Aim of the task - Print the data that follows without changing a single word.

(Collected data)
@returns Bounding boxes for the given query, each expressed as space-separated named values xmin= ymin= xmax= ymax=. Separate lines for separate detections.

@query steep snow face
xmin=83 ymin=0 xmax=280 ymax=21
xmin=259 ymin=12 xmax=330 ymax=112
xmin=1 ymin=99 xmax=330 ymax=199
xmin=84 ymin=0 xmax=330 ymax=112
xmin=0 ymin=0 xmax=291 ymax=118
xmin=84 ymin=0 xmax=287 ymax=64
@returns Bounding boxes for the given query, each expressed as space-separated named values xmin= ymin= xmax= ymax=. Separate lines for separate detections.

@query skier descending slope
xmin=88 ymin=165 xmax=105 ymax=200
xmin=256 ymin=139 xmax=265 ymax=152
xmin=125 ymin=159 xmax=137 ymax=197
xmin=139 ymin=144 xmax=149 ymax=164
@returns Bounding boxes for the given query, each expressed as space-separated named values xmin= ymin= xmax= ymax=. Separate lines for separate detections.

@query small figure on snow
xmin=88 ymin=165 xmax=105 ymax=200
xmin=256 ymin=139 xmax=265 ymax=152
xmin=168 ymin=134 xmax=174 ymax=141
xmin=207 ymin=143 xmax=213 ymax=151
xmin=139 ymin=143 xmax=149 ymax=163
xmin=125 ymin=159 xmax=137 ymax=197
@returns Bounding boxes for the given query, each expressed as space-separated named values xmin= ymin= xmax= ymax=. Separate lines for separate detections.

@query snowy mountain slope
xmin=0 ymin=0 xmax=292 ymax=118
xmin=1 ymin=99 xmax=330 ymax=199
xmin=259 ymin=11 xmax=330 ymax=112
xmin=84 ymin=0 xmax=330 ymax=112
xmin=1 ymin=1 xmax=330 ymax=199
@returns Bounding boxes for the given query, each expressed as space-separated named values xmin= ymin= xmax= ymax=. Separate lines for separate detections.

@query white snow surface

Written solution -
@returns Bounding boxes for the given query, each expressed as space-separated named values xmin= ymin= xmax= ymax=. Separate lines for separate detections.

@query steep snow face
xmin=83 ymin=0 xmax=280 ymax=21
xmin=259 ymin=12 xmax=330 ymax=112
xmin=1 ymin=99 xmax=330 ymax=199
xmin=84 ymin=0 xmax=330 ymax=112
xmin=0 ymin=0 xmax=291 ymax=118
xmin=84 ymin=0 xmax=287 ymax=64
@returns Bounding boxes for the given query, each expressed as space-separated named values xmin= ymin= xmax= ymax=. Separate lines for separate detections.

@query skier descending slope
xmin=88 ymin=165 xmax=105 ymax=200
xmin=256 ymin=139 xmax=265 ymax=152
xmin=125 ymin=159 xmax=137 ymax=197
xmin=139 ymin=144 xmax=149 ymax=164
@returns Bounding boxes for the given query, each expressed as space-separated named values xmin= ymin= xmax= ymax=. Separate lines for separate detections.

@query small figure on snow
xmin=88 ymin=165 xmax=105 ymax=200
xmin=256 ymin=139 xmax=265 ymax=152
xmin=168 ymin=134 xmax=174 ymax=141
xmin=207 ymin=143 xmax=213 ymax=151
xmin=139 ymin=143 xmax=149 ymax=163
xmin=125 ymin=159 xmax=137 ymax=197
@returns Bounding boxes for the given query, each expressed as space-separated named values xmin= ymin= xmax= ymax=. Separate lines for separate detections.

@query snowy mountain slope
xmin=0 ymin=0 xmax=292 ymax=118
xmin=1 ymin=99 xmax=330 ymax=199
xmin=259 ymin=11 xmax=330 ymax=112
xmin=84 ymin=0 xmax=330 ymax=112
xmin=1 ymin=1 xmax=330 ymax=199
@returns Bounding boxes for the given query, each expressed as space-separated named values xmin= ymin= xmax= ymax=. Separate lines for separate detections.

@query white snow surface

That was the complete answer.